>> Begin Text segment
4.4.4 DBH x Commercial height relationships by APU

Code
ggplot(if100_romaneio, aes(x = DAP, 
                           y = Altura, 
                           color = nome_florabr)) +
  geom_point(alpha = 0.6, 
             size = 1.5) +
  geom_smooth(
    method = "lm",
    se = TRUE,
    color = "black",
    linewidth = 1
  ) +
  facet_wrap(~ codigo) +
  theme_minimal() +
  labs(
    x = "DBH (cm)",
    y = "Commercial Height (m)",
    title = "DBH x Commercial Height relationship by APU",
    subtitle = "Forest inventories"
  ) +
  guides(color = "none")
`geom_smooth()` using formula = 'y ~ x'

4.4.5 Permanent plots

Let’s see permanent plots structures. We will use only the first measurement (before exploitation).

Code
pps$cod_parcela <- paste(pps$cod_upa,
                             pps$p23_cdparcela,
                             sep = "_")
                          

mean_dbh_plot_first_year <- pps %>%
                              group_by(cod_parcela) %>%
                              filter(p23_cdmedicao == min(p23_cdmedicao)) %>%
                              mutate(cod_parcela_ano = paste(cod_parcela,
                                                             p23_cdmedicao,
                                                             sep="_")) %>%
                              summarise(mean_DAP = mean(diametrocm, na.rm = TRUE))

max_plot <- mean_dbh_plot_first_year[
  which.max(mean_dbh_plot_first_year$mean_DAP), ]

min_plot <- mean_dbh_plot_first_year[
  which.min(mean_dbh_plot_first_year$mean_DAP), ]



binwidth_fd <- 2 * IQR(mean_dbh_plot_first_year$mean_DAP,
                       na.rm = TRUE) / length(mean_dbh_plot_first_year$mean_DAP)^(1/3)
>> End Text segment
>> Begin Stored rows
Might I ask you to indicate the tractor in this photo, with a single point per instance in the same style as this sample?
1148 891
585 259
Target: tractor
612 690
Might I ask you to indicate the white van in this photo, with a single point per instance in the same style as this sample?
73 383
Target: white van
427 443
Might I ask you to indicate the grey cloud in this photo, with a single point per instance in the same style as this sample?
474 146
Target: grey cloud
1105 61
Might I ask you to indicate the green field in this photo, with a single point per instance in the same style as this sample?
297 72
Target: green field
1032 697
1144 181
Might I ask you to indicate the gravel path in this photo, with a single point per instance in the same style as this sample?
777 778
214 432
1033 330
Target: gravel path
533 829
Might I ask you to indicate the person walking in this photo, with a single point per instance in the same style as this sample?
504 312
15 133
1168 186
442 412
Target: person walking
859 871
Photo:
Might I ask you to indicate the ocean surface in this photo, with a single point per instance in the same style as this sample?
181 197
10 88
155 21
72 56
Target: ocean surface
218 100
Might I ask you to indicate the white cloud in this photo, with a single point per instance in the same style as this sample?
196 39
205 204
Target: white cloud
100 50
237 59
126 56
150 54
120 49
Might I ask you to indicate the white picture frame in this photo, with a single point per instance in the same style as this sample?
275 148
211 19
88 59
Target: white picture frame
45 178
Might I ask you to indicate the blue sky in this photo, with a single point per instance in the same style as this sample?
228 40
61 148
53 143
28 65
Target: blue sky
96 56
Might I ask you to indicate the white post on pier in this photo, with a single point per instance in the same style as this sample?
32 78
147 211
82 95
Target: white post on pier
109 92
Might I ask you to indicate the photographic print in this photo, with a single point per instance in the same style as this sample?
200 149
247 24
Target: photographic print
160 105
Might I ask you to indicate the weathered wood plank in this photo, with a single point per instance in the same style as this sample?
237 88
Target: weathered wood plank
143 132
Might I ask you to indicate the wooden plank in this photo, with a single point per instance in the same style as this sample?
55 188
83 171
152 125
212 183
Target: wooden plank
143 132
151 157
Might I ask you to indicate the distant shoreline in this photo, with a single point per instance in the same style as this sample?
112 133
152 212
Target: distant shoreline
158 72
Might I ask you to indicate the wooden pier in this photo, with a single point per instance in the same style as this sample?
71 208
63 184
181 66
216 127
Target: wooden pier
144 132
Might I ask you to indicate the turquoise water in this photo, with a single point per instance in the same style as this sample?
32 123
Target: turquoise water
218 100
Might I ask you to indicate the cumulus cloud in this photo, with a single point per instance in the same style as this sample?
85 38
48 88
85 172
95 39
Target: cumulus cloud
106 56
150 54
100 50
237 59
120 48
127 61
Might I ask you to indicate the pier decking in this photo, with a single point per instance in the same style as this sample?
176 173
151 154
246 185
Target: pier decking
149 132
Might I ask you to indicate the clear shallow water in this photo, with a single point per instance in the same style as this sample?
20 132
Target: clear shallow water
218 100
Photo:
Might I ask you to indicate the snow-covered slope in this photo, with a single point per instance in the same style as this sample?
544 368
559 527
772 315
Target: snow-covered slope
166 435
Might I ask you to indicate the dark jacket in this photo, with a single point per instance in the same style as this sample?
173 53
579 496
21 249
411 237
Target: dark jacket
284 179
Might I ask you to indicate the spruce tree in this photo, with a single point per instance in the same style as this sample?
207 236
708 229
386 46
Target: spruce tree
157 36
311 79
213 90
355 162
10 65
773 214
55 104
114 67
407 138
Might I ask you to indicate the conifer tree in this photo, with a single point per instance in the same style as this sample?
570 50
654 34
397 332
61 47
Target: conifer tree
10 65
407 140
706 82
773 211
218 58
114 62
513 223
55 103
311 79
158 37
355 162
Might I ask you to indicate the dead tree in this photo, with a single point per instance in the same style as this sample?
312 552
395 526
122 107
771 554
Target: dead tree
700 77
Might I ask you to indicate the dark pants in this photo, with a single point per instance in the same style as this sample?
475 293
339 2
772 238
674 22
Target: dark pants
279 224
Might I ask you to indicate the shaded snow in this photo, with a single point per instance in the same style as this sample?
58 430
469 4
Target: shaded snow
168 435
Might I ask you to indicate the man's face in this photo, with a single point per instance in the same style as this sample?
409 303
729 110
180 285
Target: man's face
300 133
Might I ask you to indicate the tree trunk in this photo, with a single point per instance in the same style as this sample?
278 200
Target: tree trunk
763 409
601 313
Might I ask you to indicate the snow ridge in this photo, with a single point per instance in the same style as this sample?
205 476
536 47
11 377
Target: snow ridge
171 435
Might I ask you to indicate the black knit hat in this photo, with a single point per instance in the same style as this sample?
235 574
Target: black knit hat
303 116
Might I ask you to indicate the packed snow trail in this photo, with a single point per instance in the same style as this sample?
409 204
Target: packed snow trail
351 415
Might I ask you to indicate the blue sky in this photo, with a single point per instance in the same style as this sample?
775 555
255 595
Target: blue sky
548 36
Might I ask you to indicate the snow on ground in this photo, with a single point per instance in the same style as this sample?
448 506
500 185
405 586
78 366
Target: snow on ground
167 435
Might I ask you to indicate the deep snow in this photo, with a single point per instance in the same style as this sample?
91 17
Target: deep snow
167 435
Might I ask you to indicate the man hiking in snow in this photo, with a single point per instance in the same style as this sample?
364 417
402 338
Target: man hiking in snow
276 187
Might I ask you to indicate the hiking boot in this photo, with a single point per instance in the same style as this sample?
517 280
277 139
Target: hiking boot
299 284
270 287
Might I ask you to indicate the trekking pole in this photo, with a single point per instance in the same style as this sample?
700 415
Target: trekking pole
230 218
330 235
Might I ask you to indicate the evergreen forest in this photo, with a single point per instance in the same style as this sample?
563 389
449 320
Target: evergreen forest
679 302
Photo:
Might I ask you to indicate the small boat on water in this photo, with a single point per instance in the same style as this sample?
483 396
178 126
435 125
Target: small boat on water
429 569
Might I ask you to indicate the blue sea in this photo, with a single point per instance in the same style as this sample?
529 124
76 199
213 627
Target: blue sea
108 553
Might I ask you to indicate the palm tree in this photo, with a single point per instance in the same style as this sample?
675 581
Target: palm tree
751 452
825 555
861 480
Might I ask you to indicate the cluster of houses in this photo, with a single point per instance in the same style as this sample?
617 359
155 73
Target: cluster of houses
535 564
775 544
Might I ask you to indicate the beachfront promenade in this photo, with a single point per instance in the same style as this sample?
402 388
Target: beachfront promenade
>> End Stored rows
Things to do:
[a] According to the forest inventory excerpt, which measurement of the permanent plots is used?
[b] Retype the part of the forest inventory excerpt between "mean_dbh_plot_first_year <- pps" and "na.rm = TRUE))", inclusive.

Responses by task:
[a] Only the first measurement, taken before exploitation.

[b]
mean_dbh_plot_first_year <- pps %>%
                              group_by(cod_parcela) %>%
                              filter(p23_cdmedicao == min(p23_cdmedicao)) %>%
                              mutate(cod_parcela_ano = paste(cod_parcela,
                                                             p23_cdmedicao,
                                                             sep="_")) %>%
                              summarise(mean_DAP = mean(diametrocm, na.rm = TRUE))